I have spent most of my time this week writing SQL queries and knitting it into web sites.  I had finished most of the work before I came out, but the customer asked for a load of changes at the last moment. It’s kind of OK because it’s been so cold and windy I haven’t been able to do any outside jobs anyway. And it pays for even more luxury down the road. 

I’m making notes about all the jobs I need to do on the boat, a big one I’m looking at is re-wiring to make the boat work well on 110v or 240v as we have a hacked system now but as I’m not likely to see 240v shore power power for a year or more, it seems best to get the 110v working so I can have the heater and the toaster and the kettle all on at once.

The barometer has been around 1035 for a few days now, I have never seen that before, crazy high by my standards. 

Thursday

Took the ferry to Port McNeil today, gave myself two hours to do the shopping and ended up running for the ferry back, only to find it delayed by 30 minutes. It was great to see such a choice of food in the big supermarket. There’s a small chandlers there as well, which was quite well stocked.

» **EXTRACTED INFORMATION**

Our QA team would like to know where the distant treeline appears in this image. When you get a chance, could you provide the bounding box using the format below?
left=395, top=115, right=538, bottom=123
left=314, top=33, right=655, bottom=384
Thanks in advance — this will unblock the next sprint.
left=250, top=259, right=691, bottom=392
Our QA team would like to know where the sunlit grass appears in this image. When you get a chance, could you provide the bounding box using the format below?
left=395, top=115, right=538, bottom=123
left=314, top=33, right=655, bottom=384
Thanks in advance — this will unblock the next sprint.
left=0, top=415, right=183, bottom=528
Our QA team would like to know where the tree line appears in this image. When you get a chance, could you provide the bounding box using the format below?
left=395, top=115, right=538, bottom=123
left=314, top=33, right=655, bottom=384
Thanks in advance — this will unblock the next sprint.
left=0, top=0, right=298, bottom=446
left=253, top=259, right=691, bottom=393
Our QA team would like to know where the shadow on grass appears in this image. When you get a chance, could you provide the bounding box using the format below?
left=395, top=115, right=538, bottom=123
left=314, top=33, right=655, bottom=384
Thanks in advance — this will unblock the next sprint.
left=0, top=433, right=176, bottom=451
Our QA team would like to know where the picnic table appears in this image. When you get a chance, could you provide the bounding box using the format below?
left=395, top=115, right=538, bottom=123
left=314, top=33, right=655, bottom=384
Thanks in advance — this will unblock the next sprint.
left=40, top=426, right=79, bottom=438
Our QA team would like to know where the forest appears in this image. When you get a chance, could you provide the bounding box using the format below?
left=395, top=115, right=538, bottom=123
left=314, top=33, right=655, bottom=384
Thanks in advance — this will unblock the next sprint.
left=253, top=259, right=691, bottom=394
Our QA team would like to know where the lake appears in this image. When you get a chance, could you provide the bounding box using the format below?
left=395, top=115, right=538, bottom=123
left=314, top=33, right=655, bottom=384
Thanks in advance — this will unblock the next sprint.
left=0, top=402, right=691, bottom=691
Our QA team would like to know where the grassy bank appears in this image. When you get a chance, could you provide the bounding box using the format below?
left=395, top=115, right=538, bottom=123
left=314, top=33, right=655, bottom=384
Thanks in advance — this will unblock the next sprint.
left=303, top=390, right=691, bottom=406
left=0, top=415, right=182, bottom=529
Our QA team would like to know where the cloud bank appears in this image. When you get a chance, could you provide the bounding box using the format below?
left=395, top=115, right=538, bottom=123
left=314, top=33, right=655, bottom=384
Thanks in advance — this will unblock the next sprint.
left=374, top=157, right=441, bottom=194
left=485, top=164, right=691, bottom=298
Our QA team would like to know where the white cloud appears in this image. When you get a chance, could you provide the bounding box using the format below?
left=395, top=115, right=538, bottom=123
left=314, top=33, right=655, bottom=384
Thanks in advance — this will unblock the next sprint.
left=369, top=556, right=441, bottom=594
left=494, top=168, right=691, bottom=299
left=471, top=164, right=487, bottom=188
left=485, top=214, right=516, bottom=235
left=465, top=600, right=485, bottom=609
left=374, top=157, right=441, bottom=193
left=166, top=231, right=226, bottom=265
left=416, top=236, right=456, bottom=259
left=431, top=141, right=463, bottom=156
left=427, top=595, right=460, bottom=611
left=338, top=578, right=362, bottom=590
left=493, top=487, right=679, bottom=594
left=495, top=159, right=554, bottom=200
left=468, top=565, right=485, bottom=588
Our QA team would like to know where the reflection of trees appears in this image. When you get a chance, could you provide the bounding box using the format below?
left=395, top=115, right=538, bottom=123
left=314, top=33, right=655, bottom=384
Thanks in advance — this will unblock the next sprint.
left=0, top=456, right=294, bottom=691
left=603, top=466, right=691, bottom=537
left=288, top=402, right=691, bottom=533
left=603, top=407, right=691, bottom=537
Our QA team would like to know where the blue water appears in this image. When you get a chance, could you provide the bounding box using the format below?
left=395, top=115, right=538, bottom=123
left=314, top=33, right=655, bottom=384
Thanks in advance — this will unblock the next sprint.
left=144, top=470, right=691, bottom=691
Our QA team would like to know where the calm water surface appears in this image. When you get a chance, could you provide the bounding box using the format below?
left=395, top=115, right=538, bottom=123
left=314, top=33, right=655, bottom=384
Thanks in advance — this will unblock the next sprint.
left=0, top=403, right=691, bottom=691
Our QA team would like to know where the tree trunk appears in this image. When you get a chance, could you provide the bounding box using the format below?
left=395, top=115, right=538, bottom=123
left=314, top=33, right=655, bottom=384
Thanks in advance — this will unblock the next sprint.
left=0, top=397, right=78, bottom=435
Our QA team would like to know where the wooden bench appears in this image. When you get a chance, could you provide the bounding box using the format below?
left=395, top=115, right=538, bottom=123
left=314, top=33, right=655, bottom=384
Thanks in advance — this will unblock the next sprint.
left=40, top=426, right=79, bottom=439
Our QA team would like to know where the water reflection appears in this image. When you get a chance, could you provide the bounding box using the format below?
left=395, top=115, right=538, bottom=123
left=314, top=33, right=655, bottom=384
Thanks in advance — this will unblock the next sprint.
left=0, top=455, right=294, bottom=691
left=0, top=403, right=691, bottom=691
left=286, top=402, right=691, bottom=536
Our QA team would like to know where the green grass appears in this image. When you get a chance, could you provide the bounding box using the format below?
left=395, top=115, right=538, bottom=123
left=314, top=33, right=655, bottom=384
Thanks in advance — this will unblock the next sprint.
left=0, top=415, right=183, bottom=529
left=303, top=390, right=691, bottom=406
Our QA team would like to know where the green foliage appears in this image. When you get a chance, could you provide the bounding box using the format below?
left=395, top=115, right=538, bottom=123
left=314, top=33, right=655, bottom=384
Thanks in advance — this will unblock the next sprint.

» **TASKS**
- A) Answer these from the boat diary, one line each:
(i) Around what reading has the barometer stayed for a few days?
(ii) By how much was the return ferry from Port McNeil delayed?
(iii) What kind of queries did the writer spend most of the week writing?
- B) Please render this sentence from the boat diary in Spanish: "It was great to see such a choice of food in the big supermarket."
- C) Write out the boat diary word for word, from "I have spent" up to and including "by my standards.".

» **TASK SOLUTIONS**
- A)
(i) Around 1035.
(ii) By 30 minutes.
(iii) SQL queries.

- B) Fue estupendo ver tanta variedad de comida en el gran supermercado.

- C)
I have spent most of my time this week writing SQL queries and knitting it into web sites.  I had finished most of the work before I came out, but the customer asked for a load of changes at the last moment. It’s kind of OK because it’s been so cold and windy I haven’t been able to do any outside jobs anyway. And it pays for even more luxury down the road. 

I’m making notes about all the jobs I need to do on the boat, a big one I’m looking at is re-wiring to make the boat work well on 110v or 240v as we have a hacked system now but as I’m not likely to see 240v shore power power for a year or more, it seems best to get the 110v working so I can have the heater and the toaster and the kettle all on at once.

The barometer has been around 1035 for a few days now, I have never seen that before, crazy high by my standards.